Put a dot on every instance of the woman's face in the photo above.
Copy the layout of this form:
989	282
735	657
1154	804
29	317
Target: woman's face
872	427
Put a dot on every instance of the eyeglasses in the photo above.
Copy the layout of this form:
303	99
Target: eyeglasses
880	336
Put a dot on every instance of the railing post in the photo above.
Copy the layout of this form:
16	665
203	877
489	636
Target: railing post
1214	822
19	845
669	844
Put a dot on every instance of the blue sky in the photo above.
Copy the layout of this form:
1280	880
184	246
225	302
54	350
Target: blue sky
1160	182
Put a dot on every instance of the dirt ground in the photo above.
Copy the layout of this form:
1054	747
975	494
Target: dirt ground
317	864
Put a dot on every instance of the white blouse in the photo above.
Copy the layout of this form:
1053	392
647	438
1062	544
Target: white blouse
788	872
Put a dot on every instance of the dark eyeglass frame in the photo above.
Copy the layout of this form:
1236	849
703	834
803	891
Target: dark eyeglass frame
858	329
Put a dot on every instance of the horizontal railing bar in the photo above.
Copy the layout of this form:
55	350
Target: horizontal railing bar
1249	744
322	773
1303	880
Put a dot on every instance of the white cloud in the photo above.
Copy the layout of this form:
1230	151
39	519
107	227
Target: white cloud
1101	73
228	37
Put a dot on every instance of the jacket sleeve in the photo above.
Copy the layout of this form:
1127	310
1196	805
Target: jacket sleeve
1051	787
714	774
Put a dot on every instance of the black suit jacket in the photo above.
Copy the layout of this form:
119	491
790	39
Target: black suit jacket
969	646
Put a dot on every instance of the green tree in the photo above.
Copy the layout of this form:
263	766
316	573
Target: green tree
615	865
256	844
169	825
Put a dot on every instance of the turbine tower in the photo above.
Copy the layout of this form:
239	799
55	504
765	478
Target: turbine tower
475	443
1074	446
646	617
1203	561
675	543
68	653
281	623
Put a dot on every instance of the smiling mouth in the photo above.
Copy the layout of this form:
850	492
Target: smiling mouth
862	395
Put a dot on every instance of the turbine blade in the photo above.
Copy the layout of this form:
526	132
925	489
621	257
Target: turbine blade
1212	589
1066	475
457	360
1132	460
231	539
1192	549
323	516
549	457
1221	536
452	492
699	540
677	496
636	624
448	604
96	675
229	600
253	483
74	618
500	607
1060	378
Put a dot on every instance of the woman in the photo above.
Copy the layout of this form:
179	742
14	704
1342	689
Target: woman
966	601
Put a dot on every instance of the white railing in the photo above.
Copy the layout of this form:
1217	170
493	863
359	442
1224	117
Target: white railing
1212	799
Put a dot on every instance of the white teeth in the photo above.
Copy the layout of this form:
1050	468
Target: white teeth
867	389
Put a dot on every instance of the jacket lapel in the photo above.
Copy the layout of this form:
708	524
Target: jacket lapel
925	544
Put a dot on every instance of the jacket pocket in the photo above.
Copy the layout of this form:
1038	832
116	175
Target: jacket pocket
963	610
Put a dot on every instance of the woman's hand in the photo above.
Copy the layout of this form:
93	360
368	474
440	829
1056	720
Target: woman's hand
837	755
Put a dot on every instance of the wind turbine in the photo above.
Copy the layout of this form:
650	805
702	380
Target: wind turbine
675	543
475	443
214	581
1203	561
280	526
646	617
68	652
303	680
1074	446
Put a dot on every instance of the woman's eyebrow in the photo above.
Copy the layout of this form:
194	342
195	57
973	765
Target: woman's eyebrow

__________________________________________________

[Task statement] Copy out every line of the material above without changing anything.

[Result of the exercise]
Put a dot on every instance of the woman's face in the photo above.
Copy the layout of this form:
989	282
735	657
1154	804
29	317
Target: woman's face
872	427
Put a dot on every instance of the eyeglasses in the photo above.
Copy the layout of this form:
303	99
Target: eyeglasses
880	336
Put a dot on every instance of the railing post in the photo above.
Copy the layout of this form:
16	665
203	877
489	636
Target: railing post
1214	822
19	845
669	844
Put a dot on every instance of the blue sky in the photo above.
Copy the layout of this form:
1280	880
184	246
225	302
54	350
Target: blue sky
1160	182
Put a dot on every instance of the dirt ground in the photo above.
Copy the layout of this form:
1054	747
975	494
Target: dirt ground
317	864
Put a dot on every instance of the white blouse in the photo above.
Copy the layout of this form:
1053	392
647	438
1062	544
Target: white blouse
788	872
Put a dot on every instance of the dark eyeglass frame in the photo above.
Copy the layout of this form:
1236	849
703	834
803	891
Target: dark eyeglass frame
858	329
Put a dot on every instance of the horizontal railing bar in the photo above.
Copy the layout of this form:
55	350
Target: horizontal railing bar
1249	744
322	773
1303	880
Put a dot on every instance of the white cloud in the photo above.
Copy the layout of this form:
1230	151
39	519
107	227
Target: white cloud
1101	73
228	37
Put a dot on every instance of the jacket sleeve in the photo above.
Copy the layout of this form:
1127	310
1196	805
Target: jacket sleeve
1051	787
714	774
Put a dot on every instance of the black suit jacket in the photo above.
Copy the layout of this form:
119	491
790	39
Target: black suit jacket
969	646
Put a dot on every instance of the green tree in the photo above.
Copy the layout of this form:
263	766
316	573
Target: green tree
615	865
256	844
169	825
Put a dot on every instance of the turbine tower in the photo above.
Copy the layout of this form:
239	799
55	504
765	478
Target: turbine tower
475	443
1074	446
646	617
1203	561
675	543
68	653
281	623
Put a dot on every instance of the smiling mouth in the photo above.
Copy the layout of this form:
850	492
Target: smiling mouth
862	395
Put a dot on every instance of the turbine blade in the photo above.
Copy the layout of this form:
526	132
925	489
621	257
Target: turbine blade
1212	589
1066	475
457	360
1132	460
231	539
1192	549
323	516
549	457
1221	536
452	492
699	540
677	496
636	624
448	604
96	675
229	600
253	483
74	618
500	607
1060	378
Put a dot on every instance of the woman in the photo above.
Copy the layout of this form:
179	742
14	704
1342	689
Target: woman
966	601
Put a dot on every instance of the white railing in the photo above.
Copy the layout of this form:
1217	170
493	863
359	442
1224	117
Target: white railing
1212	799
Put a dot on every instance of the white teeth in the photo above.
Copy the layout of this form:
1050	468
Target: white teeth
867	389
Put a dot on every instance of the jacket lapel in the photo above.
Copy the layout of this form:
708	524
Target: jacket lapel
925	544
Put a dot on every instance of the jacket pocket in the photo above.
Copy the layout of this form:
1038	832
116	175
Target: jacket pocket
963	610
Put a dot on every instance of the woman's hand in the photo above.
Copy the layout of this form:
93	360
368	474
440	829
1056	720
Target: woman's hand
837	755
Put a dot on every instance of the wind turbine in the photo above.
Copy the layout of this form:
650	805
702	380
Target: wind turbine
675	543
475	443
214	581
1203	561
280	526
646	617
68	652
303	680
1074	446
Put a dot on every instance of the woman's eyebrow in the photo above.
Copy the layout of this form:
194	342
195	57
973	765
Target: woman's eyebrow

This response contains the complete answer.